** EXERCISE INSTRUCTIONS **
What follows is a listing; give it again exactly, in its entirety.

** GIVEN ENTRIES **
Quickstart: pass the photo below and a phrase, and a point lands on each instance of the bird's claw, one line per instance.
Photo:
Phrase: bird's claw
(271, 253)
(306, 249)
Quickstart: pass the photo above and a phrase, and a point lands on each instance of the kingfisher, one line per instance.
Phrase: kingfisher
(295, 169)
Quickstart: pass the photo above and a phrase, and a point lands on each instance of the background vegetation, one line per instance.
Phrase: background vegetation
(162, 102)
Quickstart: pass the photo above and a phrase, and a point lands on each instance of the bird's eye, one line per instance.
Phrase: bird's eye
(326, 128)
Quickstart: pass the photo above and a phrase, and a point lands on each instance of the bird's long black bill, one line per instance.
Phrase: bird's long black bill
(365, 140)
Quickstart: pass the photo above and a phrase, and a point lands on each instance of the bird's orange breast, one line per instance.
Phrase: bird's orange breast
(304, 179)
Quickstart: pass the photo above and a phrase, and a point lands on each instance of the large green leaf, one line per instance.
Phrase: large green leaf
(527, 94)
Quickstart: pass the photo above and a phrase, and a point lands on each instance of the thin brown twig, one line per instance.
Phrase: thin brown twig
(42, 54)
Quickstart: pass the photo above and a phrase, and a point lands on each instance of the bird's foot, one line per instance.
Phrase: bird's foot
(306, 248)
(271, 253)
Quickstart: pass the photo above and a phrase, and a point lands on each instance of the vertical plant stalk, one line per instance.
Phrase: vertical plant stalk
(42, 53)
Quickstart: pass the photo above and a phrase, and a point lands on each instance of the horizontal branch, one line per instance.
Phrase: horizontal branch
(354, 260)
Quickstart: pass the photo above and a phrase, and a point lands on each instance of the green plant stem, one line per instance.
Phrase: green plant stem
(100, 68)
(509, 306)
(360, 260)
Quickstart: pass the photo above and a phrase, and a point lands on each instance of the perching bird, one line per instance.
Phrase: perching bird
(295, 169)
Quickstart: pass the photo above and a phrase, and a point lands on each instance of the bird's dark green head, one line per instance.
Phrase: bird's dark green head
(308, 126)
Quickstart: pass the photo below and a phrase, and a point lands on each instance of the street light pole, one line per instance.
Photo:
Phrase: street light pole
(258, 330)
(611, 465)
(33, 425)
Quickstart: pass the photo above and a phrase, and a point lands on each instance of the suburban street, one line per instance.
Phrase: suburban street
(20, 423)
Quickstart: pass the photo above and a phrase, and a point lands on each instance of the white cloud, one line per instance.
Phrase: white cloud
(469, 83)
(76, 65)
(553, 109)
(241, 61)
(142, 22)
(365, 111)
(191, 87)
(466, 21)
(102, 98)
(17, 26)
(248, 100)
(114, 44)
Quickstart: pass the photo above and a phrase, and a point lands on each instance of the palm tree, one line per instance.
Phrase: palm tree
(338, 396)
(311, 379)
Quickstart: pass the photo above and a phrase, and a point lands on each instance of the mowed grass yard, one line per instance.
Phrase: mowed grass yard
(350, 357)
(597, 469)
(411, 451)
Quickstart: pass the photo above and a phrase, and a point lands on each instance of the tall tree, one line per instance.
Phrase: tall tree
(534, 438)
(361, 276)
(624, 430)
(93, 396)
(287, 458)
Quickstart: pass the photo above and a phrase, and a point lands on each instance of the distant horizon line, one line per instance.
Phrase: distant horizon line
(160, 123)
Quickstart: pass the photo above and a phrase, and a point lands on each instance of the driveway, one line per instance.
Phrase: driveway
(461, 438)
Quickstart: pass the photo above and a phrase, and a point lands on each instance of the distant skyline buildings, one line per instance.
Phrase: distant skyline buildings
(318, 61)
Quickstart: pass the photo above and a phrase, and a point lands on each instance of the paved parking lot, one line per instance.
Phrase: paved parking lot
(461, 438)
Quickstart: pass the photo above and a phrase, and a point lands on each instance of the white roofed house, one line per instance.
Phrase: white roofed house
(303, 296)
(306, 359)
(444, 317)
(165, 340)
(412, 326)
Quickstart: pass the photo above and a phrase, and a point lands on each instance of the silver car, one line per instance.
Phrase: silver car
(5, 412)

** FINISHED EXERCISE **
Quickstart: pass the photo below and a phrase, and a point lands on each instance of the bird's claw, one line per instance.
Photo:
Phrase: bird's claw
(271, 253)
(306, 249)
Quickstart: pass the photo above and a phrase, and a point lands on each instance of the kingfisher, one line per instance.
Phrase: kingfisher
(295, 169)
Quickstart: pass the photo above and a phrase, and a point lands on each instance of the background vegetation, one line per instance.
Phrase: background vegetation
(162, 102)
Quickstart: pass the photo above and a phrase, and a point lands on each instance of the bird's eye, one line per instance.
Phrase: bird's eye
(326, 128)
Quickstart: pass the photo above and a phrase, and a point lands on each instance of the bird's long black bill, one line per instance.
Phrase: bird's long black bill
(365, 140)
Quickstart: pass the photo above and a phrase, and a point lands on each instance of the bird's orange breast, one line per instance.
Phrase: bird's orange breast
(304, 179)
Quickstart: pass the photo above and a phrase, and a point lands on each instance of the large green leaf, one line per instance.
Phrase: large green leaf
(527, 94)
Quickstart: pass the photo above and a phrase, and a point lands on each instance of the thin brown twig, one line per instance.
Phrase: thin brown twig
(42, 54)
Quickstart: pass the photo above and a phrase, and a point lands on each instance of the bird's foot, one line per instance.
Phrase: bird's foot
(306, 248)
(271, 253)
Quickstart: pass the photo above and a phrase, and a point lands on each instance of the vertical plant stalk, one line per instance.
Phrase: vertical plant stalk
(42, 53)
Quickstart: pass the photo above and a phrase, and a point lands on each instance of the horizontal branch, one line per instance.
Phrase: horizontal branch
(354, 260)
Quickstart: pass the photo above and a phrase, and a point lands on each instance of the green plant stem, one line per instance.
Phrase: green plant stem
(100, 68)
(509, 306)
(360, 260)
Quickstart: pass the photo above and a phrase, and a point lands on each instance of the perching bird, one line per instance.
Phrase: perching bird
(295, 169)
Quickstart: pass the photo above and a phrase, and a point lands on each instance of the bird's dark green head, one line per instance.
Phrase: bird's dark green head
(308, 126)
Quickstart: pass the photo below and a phrase, and a point lands on each instance of the street light pole, one line per instance.
Photo:
Phrase: street light pole
(258, 330)
(611, 465)
(33, 425)
Quickstart: pass the photo above and a phrase, and a point lands on each instance of the suburban street, one line per instance.
Phrase: suburban street
(20, 423)
Quickstart: pass the photo above and a phrase, and a point lands on each instance of the white cloud, one line per instance.
Phrase: white cloud
(469, 83)
(76, 65)
(553, 109)
(241, 61)
(142, 22)
(365, 111)
(191, 87)
(466, 21)
(102, 98)
(17, 26)
(248, 100)
(114, 44)
Quickstart: pass the photo above and a phrase, and a point lands on each instance of the palm tree, one line per instance.
Phrase: palm tree
(338, 396)
(311, 379)
Quickstart: pass the photo above and a phrase, and a point lands on each instance of the mowed grass yard, one line per instance.
Phrase: mowed grass yard
(350, 357)
(597, 469)
(411, 451)
Quickstart: pass the photo above and a phrase, and a point lands on each instance of the tall tree, one line per instance.
Phrase: tall tree
(534, 438)
(361, 276)
(624, 430)
(93, 396)
(287, 458)
Quickstart: pass the photo above and a phrase, and a point lands on each instance of the distant horizon line, one line per instance.
Phrase: distant horizon line
(160, 123)
Quickstart: pass the photo above and a phrase, and a point lands on each instance of the driveway, one line per instance.
Phrase: driveway
(461, 438)
Quickstart: pass the photo above and a phrase, and a point lands on each instance of the distant skyline buildings, one line per instance.
Phrase: distant skyline buildings
(318, 61)
Quickstart: pass the photo above and a phrase, and a point lands on each instance of the paved parking lot, one line per instance.
Phrase: paved parking lot
(461, 438)
Quickstart: pass the photo above and a phrase, and a point lands on each instance of the white roofed house, one line per instance.
Phrase: white roofed house
(303, 296)
(306, 359)
(444, 317)
(165, 340)
(412, 326)
Quickstart: pass the photo above and a phrase, and a point lands on each instance of the silver car, one line per instance.
Phrase: silver car
(5, 412)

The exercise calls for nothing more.